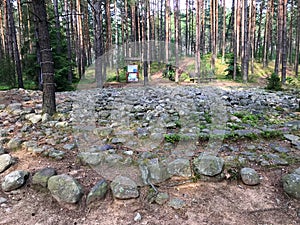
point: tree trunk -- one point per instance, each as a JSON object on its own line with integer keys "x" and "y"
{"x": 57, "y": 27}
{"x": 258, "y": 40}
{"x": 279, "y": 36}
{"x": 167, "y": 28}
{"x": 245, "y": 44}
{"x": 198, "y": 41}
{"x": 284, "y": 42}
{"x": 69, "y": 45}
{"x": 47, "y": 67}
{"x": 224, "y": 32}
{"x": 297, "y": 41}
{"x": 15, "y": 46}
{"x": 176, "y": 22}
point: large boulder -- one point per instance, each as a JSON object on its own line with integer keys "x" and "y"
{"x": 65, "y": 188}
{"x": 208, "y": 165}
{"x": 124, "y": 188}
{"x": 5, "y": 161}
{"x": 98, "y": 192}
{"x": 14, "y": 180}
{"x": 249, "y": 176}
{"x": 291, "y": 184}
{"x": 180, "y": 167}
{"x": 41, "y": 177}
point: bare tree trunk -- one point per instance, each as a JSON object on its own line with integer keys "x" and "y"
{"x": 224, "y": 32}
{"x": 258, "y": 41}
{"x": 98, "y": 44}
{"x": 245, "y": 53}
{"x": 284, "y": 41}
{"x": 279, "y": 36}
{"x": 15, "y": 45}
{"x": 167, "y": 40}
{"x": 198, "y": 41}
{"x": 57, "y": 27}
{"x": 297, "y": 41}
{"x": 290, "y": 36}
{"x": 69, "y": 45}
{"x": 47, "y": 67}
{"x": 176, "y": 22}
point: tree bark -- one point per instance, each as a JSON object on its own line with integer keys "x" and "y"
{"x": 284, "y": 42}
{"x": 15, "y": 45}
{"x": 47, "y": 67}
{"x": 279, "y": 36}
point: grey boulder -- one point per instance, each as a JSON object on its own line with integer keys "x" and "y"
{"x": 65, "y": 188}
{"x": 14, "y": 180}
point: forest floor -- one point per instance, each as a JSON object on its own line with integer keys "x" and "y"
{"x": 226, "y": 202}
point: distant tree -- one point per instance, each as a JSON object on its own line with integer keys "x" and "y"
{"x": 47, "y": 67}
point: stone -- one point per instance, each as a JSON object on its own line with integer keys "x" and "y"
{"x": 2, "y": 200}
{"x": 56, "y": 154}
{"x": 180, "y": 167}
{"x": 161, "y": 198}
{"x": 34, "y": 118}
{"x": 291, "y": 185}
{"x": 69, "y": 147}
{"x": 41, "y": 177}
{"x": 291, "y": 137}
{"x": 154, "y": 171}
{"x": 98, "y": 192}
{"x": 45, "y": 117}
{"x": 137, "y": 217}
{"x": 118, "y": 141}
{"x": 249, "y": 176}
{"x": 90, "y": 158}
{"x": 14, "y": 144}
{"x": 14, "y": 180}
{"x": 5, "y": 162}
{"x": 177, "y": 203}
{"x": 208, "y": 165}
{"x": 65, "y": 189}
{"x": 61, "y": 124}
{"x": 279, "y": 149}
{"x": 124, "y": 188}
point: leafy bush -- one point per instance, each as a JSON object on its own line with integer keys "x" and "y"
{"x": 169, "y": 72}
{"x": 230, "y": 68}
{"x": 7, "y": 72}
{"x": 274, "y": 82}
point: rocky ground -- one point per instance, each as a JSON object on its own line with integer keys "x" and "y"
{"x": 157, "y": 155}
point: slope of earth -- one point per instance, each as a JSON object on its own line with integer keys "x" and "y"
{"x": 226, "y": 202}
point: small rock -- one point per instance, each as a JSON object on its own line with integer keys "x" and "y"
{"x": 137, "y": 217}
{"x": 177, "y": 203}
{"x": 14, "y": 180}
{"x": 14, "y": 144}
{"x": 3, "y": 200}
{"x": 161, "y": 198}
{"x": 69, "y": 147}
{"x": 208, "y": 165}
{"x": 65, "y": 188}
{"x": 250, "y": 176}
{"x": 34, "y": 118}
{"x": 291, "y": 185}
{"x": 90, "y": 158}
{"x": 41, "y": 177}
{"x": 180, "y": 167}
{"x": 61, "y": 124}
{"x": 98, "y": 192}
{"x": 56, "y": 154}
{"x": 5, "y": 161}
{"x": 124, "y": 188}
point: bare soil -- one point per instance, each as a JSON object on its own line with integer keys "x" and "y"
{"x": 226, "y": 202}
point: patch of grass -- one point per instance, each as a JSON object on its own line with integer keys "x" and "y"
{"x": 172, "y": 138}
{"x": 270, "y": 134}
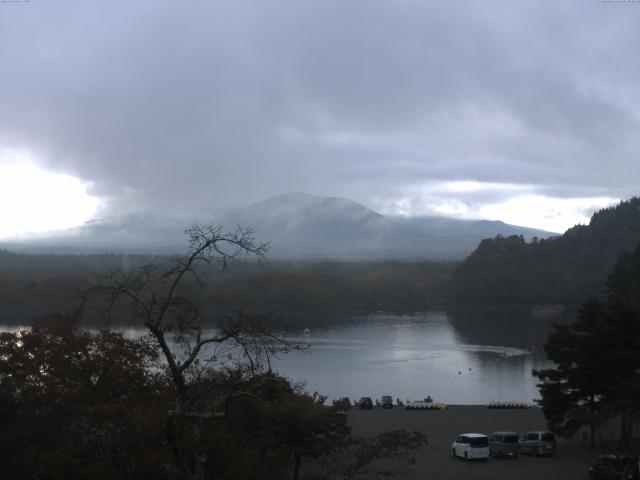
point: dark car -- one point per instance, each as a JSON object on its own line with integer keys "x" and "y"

### [Task description]
With the pictures removed, please retype each record exactly.

### [Solution for this task]
point: tree trunk -- one point per instance, each as a JSON object on its own line with integer keys "x" and "y"
{"x": 57, "y": 27}
{"x": 258, "y": 40}
{"x": 279, "y": 36}
{"x": 167, "y": 28}
{"x": 245, "y": 44}
{"x": 198, "y": 41}
{"x": 284, "y": 42}
{"x": 69, "y": 45}
{"x": 47, "y": 67}
{"x": 224, "y": 32}
{"x": 297, "y": 41}
{"x": 15, "y": 46}
{"x": 176, "y": 22}
point: large boulder -- one point per instance, each as a JSON object on its own line with integer keys "x" and "y"
{"x": 65, "y": 188}
{"x": 208, "y": 165}
{"x": 124, "y": 188}
{"x": 5, "y": 161}
{"x": 98, "y": 192}
{"x": 14, "y": 180}
{"x": 249, "y": 176}
{"x": 291, "y": 184}
{"x": 180, "y": 167}
{"x": 41, "y": 177}
point: bare tree trunk -- one point per instance, each as a JSON object on its own line with integer keys "x" and "y"
{"x": 224, "y": 32}
{"x": 258, "y": 41}
{"x": 98, "y": 44}
{"x": 245, "y": 53}
{"x": 284, "y": 41}
{"x": 279, "y": 36}
{"x": 15, "y": 45}
{"x": 167, "y": 40}
{"x": 198, "y": 41}
{"x": 57, "y": 27}
{"x": 297, "y": 41}
{"x": 290, "y": 36}
{"x": 69, "y": 45}
{"x": 47, "y": 67}
{"x": 176, "y": 22}
point: tree bark -- one point per instance, each as a JSON object on its own line with integer keys "x" and "y"
{"x": 284, "y": 42}
{"x": 15, "y": 45}
{"x": 47, "y": 67}
{"x": 279, "y": 36}
point: grey boulder -- one point per instance, each as a JSON object on its own line with integer keys "x" and "y"
{"x": 65, "y": 188}
{"x": 14, "y": 180}
point: forest floor -- one point per instance, each as a JSON object on its own line with integer keys "x" and "y"
{"x": 226, "y": 202}
point: distant tree -- one point per instance, each as a JSON object on its own line with integer keys "x" and "y"
{"x": 47, "y": 67}
point: stone -- one point per instance, each as a JSON object on its own line with integer keys "x" and "y"
{"x": 2, "y": 200}
{"x": 56, "y": 154}
{"x": 180, "y": 167}
{"x": 161, "y": 198}
{"x": 34, "y": 118}
{"x": 291, "y": 185}
{"x": 69, "y": 147}
{"x": 41, "y": 177}
{"x": 291, "y": 137}
{"x": 154, "y": 171}
{"x": 98, "y": 192}
{"x": 45, "y": 117}
{"x": 137, "y": 217}
{"x": 118, "y": 141}
{"x": 249, "y": 176}
{"x": 90, "y": 158}
{"x": 14, "y": 144}
{"x": 14, "y": 180}
{"x": 5, "y": 162}
{"x": 177, "y": 203}
{"x": 208, "y": 165}
{"x": 65, "y": 189}
{"x": 61, "y": 124}
{"x": 279, "y": 149}
{"x": 124, "y": 188}
point: leafy bush -- one point per instance, each as a JSON object on its own line with integer keys "x" and "y"
{"x": 169, "y": 72}
{"x": 230, "y": 68}
{"x": 7, "y": 72}
{"x": 274, "y": 82}
point: rocky ground -- one point per instance, each as a JSON object on its own line with integer keys "x" and "y"
{"x": 157, "y": 155}
point: slope of earth -- one point per instance, each as a JSON object on its own line with integer keys "x" and "y"
{"x": 226, "y": 202}
point: small rock -- one point per instance, each as a JSON object on its own line with integer keys "x" and "y"
{"x": 137, "y": 217}
{"x": 177, "y": 203}
{"x": 14, "y": 180}
{"x": 14, "y": 144}
{"x": 3, "y": 200}
{"x": 161, "y": 198}
{"x": 69, "y": 147}
{"x": 208, "y": 165}
{"x": 65, "y": 188}
{"x": 250, "y": 176}
{"x": 34, "y": 118}
{"x": 291, "y": 185}
{"x": 90, "y": 158}
{"x": 41, "y": 177}
{"x": 180, "y": 167}
{"x": 61, "y": 124}
{"x": 98, "y": 192}
{"x": 56, "y": 154}
{"x": 5, "y": 161}
{"x": 124, "y": 188}
point: bare soil -- one point per instance, each as a JSON object on its own line with integer keys "x" and "y"
{"x": 226, "y": 202}
point: patch of grass -- one point per instance, each as a JSON object on its own line with integer keys "x" and "y"
{"x": 172, "y": 138}
{"x": 270, "y": 134}
point: dark car -- one point per instance, each as a JSON object on its own line with integer keys "x" and "y"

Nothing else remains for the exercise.